▶ _本文_:
- - - -
遺体屋の仕事

日常生活では見ることも聞くこともない「遺体屋の仕事」とは・・・

トコロ違えば…という話

2007-10-14 10:29:05 | Weblog
最近湯灌部に新人さんが入りました。
この仕事で「経験者です」と言って入社される人はほぼ皆無です。
新人さんの驚きはまだまだ“一般の人の目線”なので
逆に「そういう風に感じるんだぁ」なんて感心したり勉強になったりもします。

ある日新人さんから
「こういう湯灌とか納棺とかって普通の人は幾らでできるんですか?」との質問
首都圏だけでも湯灌業者は何社もあり、それを販売してくれる葬儀屋さんも沢山あるので
だいたい~~幾らくらい?としか返答できません。
「でもご遺体の処置も湯灌も着せ替えも納棺も一式してくれてその金額ですよね?
- - - -
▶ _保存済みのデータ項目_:
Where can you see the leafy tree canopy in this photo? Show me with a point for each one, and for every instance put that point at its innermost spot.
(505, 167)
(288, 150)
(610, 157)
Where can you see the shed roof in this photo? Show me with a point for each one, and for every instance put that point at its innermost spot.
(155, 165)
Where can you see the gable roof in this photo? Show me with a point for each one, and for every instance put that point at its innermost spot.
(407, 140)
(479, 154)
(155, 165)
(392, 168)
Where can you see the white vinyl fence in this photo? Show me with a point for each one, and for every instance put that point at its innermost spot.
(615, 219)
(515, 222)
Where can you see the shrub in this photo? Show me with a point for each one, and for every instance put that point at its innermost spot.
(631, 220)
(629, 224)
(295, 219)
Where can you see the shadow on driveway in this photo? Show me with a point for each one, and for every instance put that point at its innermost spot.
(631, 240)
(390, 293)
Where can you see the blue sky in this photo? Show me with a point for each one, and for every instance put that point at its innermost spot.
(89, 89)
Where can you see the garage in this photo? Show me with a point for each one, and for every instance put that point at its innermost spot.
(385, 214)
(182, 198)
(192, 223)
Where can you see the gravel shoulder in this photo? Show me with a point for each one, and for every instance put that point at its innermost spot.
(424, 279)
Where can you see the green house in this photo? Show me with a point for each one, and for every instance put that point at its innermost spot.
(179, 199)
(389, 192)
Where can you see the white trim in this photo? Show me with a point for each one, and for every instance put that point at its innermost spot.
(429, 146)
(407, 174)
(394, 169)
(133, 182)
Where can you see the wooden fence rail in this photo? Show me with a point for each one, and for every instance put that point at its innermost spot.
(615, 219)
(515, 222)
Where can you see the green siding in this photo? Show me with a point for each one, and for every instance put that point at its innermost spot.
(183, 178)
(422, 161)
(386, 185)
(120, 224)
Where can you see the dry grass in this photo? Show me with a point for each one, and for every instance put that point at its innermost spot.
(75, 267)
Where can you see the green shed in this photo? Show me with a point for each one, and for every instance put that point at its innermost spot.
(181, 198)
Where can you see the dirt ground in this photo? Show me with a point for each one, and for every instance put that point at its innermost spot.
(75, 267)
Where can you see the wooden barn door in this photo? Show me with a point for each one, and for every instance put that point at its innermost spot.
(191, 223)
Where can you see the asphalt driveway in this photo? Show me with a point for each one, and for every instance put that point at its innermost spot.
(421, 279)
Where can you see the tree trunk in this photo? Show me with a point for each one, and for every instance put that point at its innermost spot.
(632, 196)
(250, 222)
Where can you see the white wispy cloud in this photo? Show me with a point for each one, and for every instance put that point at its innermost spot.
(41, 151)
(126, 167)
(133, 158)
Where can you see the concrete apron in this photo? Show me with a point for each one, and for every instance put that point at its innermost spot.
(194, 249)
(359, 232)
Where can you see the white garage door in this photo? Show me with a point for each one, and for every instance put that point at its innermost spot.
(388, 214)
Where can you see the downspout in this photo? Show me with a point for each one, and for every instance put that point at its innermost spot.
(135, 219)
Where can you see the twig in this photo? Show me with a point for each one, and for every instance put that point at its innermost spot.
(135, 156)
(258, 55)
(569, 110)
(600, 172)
- - - -
▶ _課題の目的_: 本文の「この仕事で「経験者です」と言って入社される人はほぼ皆無です。」から始まり「だいたい~~幾らくらい?としか返答できません。」で終わる部分を、「首都圏」を「関西圏」に置き換えて書き直してください。

▶ _この課題への回答_:
この仕事で「経験者です」と言って入社される人はほぼ皆無です。
新人さんの驚きはまだまだ“一般の人の目線”なので
逆に「そういう風に感じるんだぁ」なんて感心したり勉強になったりもします。

ある日新人さんから
「こういう湯灌とか納棺とかって普通の人は幾らでできるんですか?」との質問
関西圏だけでも湯灌業者は何社もあり、それを販売してくれる葬儀屋さんも沢山あるので
だいたい~~幾らくらい?としか返答できません。